### WORK INSTRUCTIONS
The records below must be copied in full; omit the images.

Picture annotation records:
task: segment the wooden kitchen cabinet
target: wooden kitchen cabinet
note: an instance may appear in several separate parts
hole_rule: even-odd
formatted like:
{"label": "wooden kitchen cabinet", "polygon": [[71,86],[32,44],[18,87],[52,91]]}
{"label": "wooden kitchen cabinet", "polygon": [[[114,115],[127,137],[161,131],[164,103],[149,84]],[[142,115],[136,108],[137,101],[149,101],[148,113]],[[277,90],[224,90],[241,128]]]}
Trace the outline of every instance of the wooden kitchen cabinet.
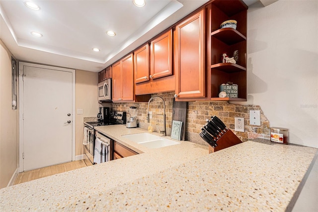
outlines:
{"label": "wooden kitchen cabinet", "polygon": [[186,18],[175,28],[176,101],[206,97],[205,9]]}
{"label": "wooden kitchen cabinet", "polygon": [[[241,0],[214,0],[177,24],[176,101],[246,101],[247,8]],[[220,29],[230,19],[236,29]],[[237,64],[222,63],[224,52],[232,57],[235,50]],[[238,98],[219,98],[220,86],[229,81],[238,85]]]}
{"label": "wooden kitchen cabinet", "polygon": [[134,101],[133,54],[112,66],[113,102]]}
{"label": "wooden kitchen cabinet", "polygon": [[152,40],[150,44],[150,75],[155,80],[172,74],[172,30]]}
{"label": "wooden kitchen cabinet", "polygon": [[172,30],[164,32],[134,52],[137,95],[174,91]]}
{"label": "wooden kitchen cabinet", "polygon": [[[247,6],[241,0],[216,0],[211,3],[209,25],[211,28],[211,100],[213,101],[246,101],[246,34]],[[237,21],[237,29],[220,29],[220,25],[227,20]],[[222,55],[230,57],[238,51],[236,64],[222,63]],[[238,85],[238,98],[219,98],[220,86],[227,82]]]}
{"label": "wooden kitchen cabinet", "polygon": [[106,69],[98,73],[98,83],[101,83],[106,79]]}
{"label": "wooden kitchen cabinet", "polygon": [[114,141],[113,147],[114,160],[138,154],[135,151],[116,141]]}
{"label": "wooden kitchen cabinet", "polygon": [[135,83],[149,81],[149,44],[146,43],[134,52]]}
{"label": "wooden kitchen cabinet", "polygon": [[98,73],[98,83],[101,83],[107,79],[112,78],[111,66],[108,66]]}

### TASK ANSWER
task: segment the wooden kitchen cabinet
target: wooden kitchen cabinet
note: an instance may appear in several separate parts
hole_rule: even-odd
formatted like:
{"label": "wooden kitchen cabinet", "polygon": [[71,86],[32,44],[18,87],[52,91]]}
{"label": "wooden kitchen cabinet", "polygon": [[[114,115],[127,137],[161,131],[164,103],[149,84]],[[142,115],[136,108],[137,101],[149,101],[148,113]],[[277,90],[224,90],[241,128]]]}
Trace the outline of every instance of the wooden kitchen cabinet.
outlines:
{"label": "wooden kitchen cabinet", "polygon": [[186,18],[175,28],[176,101],[206,97],[205,9]]}
{"label": "wooden kitchen cabinet", "polygon": [[[241,0],[214,0],[177,24],[176,101],[246,101],[247,8]],[[220,29],[230,19],[236,29]],[[237,64],[222,63],[224,52],[232,57],[235,50]],[[238,98],[219,98],[220,86],[229,81],[238,85]]]}
{"label": "wooden kitchen cabinet", "polygon": [[134,101],[133,54],[112,66],[113,102]]}
{"label": "wooden kitchen cabinet", "polygon": [[152,40],[150,44],[150,75],[155,80],[172,74],[172,30]]}
{"label": "wooden kitchen cabinet", "polygon": [[172,30],[164,32],[134,52],[137,95],[174,91]]}
{"label": "wooden kitchen cabinet", "polygon": [[[247,6],[241,0],[216,0],[211,3],[209,25],[211,28],[211,100],[213,101],[246,101],[246,34]],[[237,21],[237,29],[220,29],[220,25],[227,20]],[[222,55],[230,57],[238,51],[236,64],[222,63]],[[238,85],[238,98],[219,98],[220,86],[227,82]]]}
{"label": "wooden kitchen cabinet", "polygon": [[106,69],[98,73],[98,83],[101,83],[106,79]]}
{"label": "wooden kitchen cabinet", "polygon": [[114,141],[113,147],[114,160],[138,154],[135,151],[116,141]]}
{"label": "wooden kitchen cabinet", "polygon": [[135,83],[149,81],[149,44],[146,43],[134,52]]}
{"label": "wooden kitchen cabinet", "polygon": [[98,73],[98,83],[101,83],[107,79],[112,78],[111,66],[108,66]]}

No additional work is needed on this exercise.